Caméléon à l’écran et doté d’une verve vitriolée à la ville, le comédien excelle dans les rôles de méchant et se frotte cette fois-ci à la fatalité des conflits.
On s’était imaginé Laurent Lafitte en brouilleur de pistes majuscule et livreur de peu. In fine l’acteur, réalisateur et ex-pensionnaire de la Comédie-Française tombe volontiers le masque. Cyrano sur les planches, procureur véreux dans le Comte de Monte Cristo ou Lucien Guitry, l’éternel amour de la tragédienne, dans Sarah Bernhardt, la divine, il fut multiple en 2024. Sans surprise, il fait partie des étrennes de l’an neuf.

## Extrait des données
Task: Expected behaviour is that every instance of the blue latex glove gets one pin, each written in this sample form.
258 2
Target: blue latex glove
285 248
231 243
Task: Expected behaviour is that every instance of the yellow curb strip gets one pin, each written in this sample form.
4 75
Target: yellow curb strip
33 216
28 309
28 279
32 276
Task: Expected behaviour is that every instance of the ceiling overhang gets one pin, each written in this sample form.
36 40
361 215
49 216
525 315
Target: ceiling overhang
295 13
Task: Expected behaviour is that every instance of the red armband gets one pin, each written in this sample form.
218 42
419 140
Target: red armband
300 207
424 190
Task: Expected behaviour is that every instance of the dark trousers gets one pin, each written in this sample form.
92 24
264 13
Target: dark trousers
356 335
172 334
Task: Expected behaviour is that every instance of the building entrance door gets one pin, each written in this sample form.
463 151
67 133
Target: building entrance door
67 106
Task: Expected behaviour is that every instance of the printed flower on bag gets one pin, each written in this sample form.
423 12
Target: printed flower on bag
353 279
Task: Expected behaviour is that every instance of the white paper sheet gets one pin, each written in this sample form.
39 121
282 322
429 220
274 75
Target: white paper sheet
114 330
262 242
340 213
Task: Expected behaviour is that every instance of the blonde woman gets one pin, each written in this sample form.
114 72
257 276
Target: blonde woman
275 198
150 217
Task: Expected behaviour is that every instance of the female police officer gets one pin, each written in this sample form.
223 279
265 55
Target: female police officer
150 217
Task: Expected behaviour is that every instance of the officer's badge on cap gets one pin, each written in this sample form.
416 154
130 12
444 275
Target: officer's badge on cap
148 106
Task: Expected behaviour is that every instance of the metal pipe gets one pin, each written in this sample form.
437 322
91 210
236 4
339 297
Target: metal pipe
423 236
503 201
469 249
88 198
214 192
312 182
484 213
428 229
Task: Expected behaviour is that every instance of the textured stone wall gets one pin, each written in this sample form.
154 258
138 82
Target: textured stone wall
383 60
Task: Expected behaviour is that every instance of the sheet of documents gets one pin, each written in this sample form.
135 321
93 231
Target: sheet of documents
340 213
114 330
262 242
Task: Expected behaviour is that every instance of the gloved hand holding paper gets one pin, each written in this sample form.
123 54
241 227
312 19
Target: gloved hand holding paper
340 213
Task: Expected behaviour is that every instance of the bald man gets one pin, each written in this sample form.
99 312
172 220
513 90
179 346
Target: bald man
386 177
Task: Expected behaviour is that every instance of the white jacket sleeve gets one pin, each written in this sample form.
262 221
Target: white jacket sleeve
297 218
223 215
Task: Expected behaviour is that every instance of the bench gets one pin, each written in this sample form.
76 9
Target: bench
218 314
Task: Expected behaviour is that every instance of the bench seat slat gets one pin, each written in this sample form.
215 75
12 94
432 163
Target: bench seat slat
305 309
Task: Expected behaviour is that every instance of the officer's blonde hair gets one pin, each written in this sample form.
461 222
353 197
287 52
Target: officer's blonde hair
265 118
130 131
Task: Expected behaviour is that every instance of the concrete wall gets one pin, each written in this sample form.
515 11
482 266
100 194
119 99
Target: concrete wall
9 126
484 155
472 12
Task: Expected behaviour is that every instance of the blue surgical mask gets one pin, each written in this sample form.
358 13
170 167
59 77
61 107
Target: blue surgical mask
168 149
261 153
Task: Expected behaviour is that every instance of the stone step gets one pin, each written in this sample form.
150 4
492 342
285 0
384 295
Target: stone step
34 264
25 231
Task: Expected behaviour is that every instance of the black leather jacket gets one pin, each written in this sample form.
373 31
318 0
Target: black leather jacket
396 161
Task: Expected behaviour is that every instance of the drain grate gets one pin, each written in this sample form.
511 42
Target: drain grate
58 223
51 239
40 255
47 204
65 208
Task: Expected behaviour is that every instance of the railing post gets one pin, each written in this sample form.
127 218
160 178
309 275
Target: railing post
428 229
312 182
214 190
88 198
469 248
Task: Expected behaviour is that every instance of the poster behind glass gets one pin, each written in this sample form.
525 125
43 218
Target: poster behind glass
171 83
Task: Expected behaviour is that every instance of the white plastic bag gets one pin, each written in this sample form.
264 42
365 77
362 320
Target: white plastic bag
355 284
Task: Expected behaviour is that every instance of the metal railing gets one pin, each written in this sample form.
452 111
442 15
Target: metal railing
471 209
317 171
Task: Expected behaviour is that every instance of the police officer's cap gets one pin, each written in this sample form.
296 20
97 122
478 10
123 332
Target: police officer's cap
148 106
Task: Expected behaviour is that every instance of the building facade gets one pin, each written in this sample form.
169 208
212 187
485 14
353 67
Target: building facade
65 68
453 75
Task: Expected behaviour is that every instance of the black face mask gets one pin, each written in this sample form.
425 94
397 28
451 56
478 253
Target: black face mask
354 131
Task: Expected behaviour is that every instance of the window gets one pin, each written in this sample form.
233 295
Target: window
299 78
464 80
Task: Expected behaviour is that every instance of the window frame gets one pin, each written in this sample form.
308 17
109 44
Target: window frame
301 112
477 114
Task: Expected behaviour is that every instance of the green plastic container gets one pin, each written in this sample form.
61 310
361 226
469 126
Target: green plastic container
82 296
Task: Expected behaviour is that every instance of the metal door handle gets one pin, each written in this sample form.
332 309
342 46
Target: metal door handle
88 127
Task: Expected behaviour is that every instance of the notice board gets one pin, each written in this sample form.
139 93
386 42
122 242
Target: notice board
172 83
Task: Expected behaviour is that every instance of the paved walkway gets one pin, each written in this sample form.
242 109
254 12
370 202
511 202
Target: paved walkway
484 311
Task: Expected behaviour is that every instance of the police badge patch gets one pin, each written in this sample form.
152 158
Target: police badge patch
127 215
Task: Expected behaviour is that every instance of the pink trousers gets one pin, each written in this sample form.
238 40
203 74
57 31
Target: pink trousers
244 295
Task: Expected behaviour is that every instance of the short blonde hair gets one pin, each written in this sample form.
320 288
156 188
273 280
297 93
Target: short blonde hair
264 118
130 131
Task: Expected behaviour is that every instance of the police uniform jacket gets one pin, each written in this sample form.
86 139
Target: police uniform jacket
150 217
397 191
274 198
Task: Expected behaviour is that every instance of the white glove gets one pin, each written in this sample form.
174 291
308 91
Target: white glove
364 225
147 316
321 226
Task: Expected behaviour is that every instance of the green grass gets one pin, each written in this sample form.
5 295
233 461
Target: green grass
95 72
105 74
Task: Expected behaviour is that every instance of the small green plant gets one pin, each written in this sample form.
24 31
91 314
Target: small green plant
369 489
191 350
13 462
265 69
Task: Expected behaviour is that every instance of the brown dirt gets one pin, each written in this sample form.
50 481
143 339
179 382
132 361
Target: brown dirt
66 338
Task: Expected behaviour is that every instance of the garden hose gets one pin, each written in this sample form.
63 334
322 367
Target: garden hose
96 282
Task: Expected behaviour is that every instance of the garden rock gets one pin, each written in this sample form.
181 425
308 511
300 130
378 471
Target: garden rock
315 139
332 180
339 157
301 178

## Consignes
A. Recopiez le passage sur Laurent Lafitte en commençant par « Caméléon à l’écran » et en terminant par « de l’an neuf. », tout en substituant « traître » à « méchant ».
B. Rédigez la suite du passage sur Laurent Lafitte à partir de sa dernière phrase.

## Réponses
A.
Caméléon à l’écran et doté d’une verve vitriolée à la ville, le comédien excelle dans les rôles de traître et se frotte cette fois-ci à la fatalité des conflits.
On s’était imaginé Laurent Lafitte en brouilleur de pistes majuscule et livreur de peu. In fine l’acteur, réalisateur et ex-pensionnaire de la Comédie-Française tombe volontiers le masque. Cyrano sur les planches, procureur véreux dans le Comte de Monte Cristo ou Lucien Guitry, l’éternel amour de la tragédienne, dans Sarah Bernhardt, la divine, il fut multiple en 2024. Sans surprise, il fait partie des étrennes de l’an neuf.

B.
Vibrant d’actualité, le Quatrième Mur le bombarde metteur en scène dans le Beyrouth explosif et fracassé de 1982. Son ambition ? Insuffler de l’espoir en montant l’Antigone de Jean Anouilh avec des comédiens de chaque communauté, druze, chiite, maronite, palestinienne, chrétienne, etc. «Ce n’est pas un film sur le théâtre, mais sur une démarche, analyse notre interlocuteur, celle de réunir des gens. Ça aurait pu se faire à travers le sport. Là, il s’agit d’art, et de son impuissance face au drame.» Le Liban, découvert pendant le tournage en 2022, l’a secoué. S’il se promet d’y retourner, il dénonce «la poétisation occidentale du chaos». «J’avais des amis qui me disaient : “Tu vas voir, il y a une énergie dingue à Beyrouth.” Quand on est confronté à ce quotidien-là, c’est juste très dur.» David Oelhoffen, le réalisateur, décrit un professionnel lucide et exigeant, capable de passer du naturalisme à la tragédie, «n’hésitant pas à réclamer des prises supplémentaires […] et ne se laissant jamais aveugler par les codes narcissiques».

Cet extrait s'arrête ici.